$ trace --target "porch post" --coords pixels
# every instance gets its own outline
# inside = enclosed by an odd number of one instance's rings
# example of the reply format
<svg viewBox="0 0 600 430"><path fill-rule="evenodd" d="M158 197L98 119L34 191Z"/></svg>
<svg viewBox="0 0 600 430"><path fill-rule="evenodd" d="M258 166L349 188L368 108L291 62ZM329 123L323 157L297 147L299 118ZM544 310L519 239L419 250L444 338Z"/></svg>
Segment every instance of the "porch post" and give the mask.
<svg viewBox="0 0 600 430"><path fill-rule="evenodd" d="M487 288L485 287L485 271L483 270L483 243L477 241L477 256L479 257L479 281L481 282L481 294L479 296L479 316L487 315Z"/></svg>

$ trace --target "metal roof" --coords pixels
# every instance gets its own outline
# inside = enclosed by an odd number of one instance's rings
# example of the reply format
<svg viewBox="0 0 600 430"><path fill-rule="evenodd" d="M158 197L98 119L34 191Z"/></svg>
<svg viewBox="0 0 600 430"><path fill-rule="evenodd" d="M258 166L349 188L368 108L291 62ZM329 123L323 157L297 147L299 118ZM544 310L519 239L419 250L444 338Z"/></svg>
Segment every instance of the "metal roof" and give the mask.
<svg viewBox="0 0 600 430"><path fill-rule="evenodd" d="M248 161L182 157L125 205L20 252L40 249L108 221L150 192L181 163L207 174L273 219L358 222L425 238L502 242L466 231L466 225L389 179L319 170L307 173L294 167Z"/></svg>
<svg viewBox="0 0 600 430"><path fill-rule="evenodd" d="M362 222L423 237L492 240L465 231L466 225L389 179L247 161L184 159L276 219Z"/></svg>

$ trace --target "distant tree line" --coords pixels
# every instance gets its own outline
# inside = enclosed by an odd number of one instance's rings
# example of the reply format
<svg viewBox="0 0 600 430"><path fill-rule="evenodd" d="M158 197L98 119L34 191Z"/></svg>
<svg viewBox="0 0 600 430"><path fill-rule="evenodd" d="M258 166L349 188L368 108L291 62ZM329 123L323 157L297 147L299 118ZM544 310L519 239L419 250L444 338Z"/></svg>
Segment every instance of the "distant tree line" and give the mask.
+ + + + + + +
Problem statement: The full set of entries above should be given again exactly.

Result below:
$ trace --target "porch post" --coords pixels
# every instance gets its own outline
# inside = enclosed by an odd number of one instance's rings
# example of the reply format
<svg viewBox="0 0 600 430"><path fill-rule="evenodd" d="M158 197L98 119L34 191Z"/></svg>
<svg viewBox="0 0 600 430"><path fill-rule="evenodd" d="M258 166L349 188L368 108L291 62ZM329 123L323 157L297 147L299 118ZM544 310L519 239L419 250L444 338Z"/></svg>
Segment every instance of the "porch post" and give the mask.
<svg viewBox="0 0 600 430"><path fill-rule="evenodd" d="M487 288L485 287L485 271L483 270L483 243L477 241L477 256L479 257L479 281L481 282L481 294L479 296L479 316L487 315Z"/></svg>

$ trace --target "metal roof" --coords pixels
# every instance gets its own outline
# inside = enclosed by an odd number of one instance's rings
# example of the reply format
<svg viewBox="0 0 600 430"><path fill-rule="evenodd" d="M158 197L98 119L34 191Z"/></svg>
<svg viewBox="0 0 600 430"><path fill-rule="evenodd" d="M258 166L349 188L368 108L291 62ZM329 123L323 157L297 147L299 118ZM544 310L519 239L419 250L444 338Z"/></svg>
Segment every instance of the "metal roof" and give the mask.
<svg viewBox="0 0 600 430"><path fill-rule="evenodd" d="M248 161L182 157L125 205L20 252L40 249L108 221L150 192L181 163L207 174L273 219L358 222L425 238L502 242L466 231L466 225L389 179L319 170L307 173L294 167Z"/></svg>
<svg viewBox="0 0 600 430"><path fill-rule="evenodd" d="M362 222L423 237L492 240L465 231L466 225L389 179L247 161L184 159L276 219Z"/></svg>

$ trace --target "distant tree line" --coords pixels
# every instance gets its own outline
# inside = enclosed by an odd number of one instance's rings
# example of the reply format
<svg viewBox="0 0 600 430"><path fill-rule="evenodd" d="M158 197L98 119L34 191Z"/></svg>
<svg viewBox="0 0 600 430"><path fill-rule="evenodd" d="M258 166L349 188L368 108L291 62ZM329 123L323 157L297 147L299 118ZM544 310L519 239L419 250L444 338Z"/></svg>
Segment every instance of the "distant tree line" and give the mask.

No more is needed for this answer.